TO DO: Copy verbatim the lines of the records below, starting at the line that contains "knife in this photo." and continuing through the last line of the records, both ends included.

GIVEN RECORDS:
• • • • • • •
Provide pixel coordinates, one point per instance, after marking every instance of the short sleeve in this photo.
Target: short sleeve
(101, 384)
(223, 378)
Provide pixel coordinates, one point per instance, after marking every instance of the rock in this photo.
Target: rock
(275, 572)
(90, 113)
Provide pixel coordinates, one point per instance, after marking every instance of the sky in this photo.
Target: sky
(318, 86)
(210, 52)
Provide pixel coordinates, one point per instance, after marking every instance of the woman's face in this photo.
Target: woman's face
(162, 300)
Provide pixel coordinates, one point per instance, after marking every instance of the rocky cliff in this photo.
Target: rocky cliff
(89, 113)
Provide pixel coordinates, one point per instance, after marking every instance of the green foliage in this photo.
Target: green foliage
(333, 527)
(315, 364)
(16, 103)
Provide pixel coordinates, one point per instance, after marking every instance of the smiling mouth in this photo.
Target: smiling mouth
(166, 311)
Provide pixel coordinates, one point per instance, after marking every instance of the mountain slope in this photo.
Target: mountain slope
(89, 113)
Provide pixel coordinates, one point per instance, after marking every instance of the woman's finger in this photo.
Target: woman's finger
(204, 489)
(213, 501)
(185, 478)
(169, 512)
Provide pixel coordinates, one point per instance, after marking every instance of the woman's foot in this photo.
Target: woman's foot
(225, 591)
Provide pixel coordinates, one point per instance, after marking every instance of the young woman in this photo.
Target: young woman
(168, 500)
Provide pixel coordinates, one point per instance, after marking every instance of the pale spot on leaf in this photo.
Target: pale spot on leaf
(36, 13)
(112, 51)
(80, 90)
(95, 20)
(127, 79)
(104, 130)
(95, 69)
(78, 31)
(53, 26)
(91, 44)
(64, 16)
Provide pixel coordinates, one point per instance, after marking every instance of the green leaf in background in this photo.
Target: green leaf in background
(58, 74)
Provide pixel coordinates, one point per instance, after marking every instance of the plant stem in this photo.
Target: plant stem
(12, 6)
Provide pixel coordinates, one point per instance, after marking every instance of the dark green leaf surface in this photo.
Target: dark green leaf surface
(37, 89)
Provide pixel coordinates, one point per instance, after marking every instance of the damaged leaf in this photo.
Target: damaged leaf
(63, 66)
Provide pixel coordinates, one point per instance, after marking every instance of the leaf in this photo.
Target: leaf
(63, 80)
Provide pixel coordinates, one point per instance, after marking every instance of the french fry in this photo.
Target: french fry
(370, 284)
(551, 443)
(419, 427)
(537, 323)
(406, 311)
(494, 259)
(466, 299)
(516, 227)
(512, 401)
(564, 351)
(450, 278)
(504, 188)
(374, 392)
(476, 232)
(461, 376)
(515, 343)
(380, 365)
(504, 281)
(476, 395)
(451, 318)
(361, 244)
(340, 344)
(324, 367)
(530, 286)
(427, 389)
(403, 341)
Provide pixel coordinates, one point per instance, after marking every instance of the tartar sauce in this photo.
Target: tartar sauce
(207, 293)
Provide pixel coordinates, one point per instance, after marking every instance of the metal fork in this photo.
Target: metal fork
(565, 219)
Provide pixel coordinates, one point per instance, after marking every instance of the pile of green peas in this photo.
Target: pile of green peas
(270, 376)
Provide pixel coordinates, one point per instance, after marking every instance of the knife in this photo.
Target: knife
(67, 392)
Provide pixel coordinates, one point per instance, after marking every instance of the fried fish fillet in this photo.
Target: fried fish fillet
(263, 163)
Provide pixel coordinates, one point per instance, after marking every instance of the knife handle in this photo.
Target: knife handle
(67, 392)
• • • • • • •
EXERCISE OUTPUT:
Provide pixel coordinates, one point per instance, after marking every instance of the knife in this photo.
Target: knife
(67, 392)
Provide pixel coordinates, one point per instance, after marking every instance of the fried fish fillet in this photo.
Target: fried fish fillet
(263, 163)
Provide pixel coordinates, one point per instance, after marking every instance of the knife handle in this photo.
Target: knife handle
(67, 392)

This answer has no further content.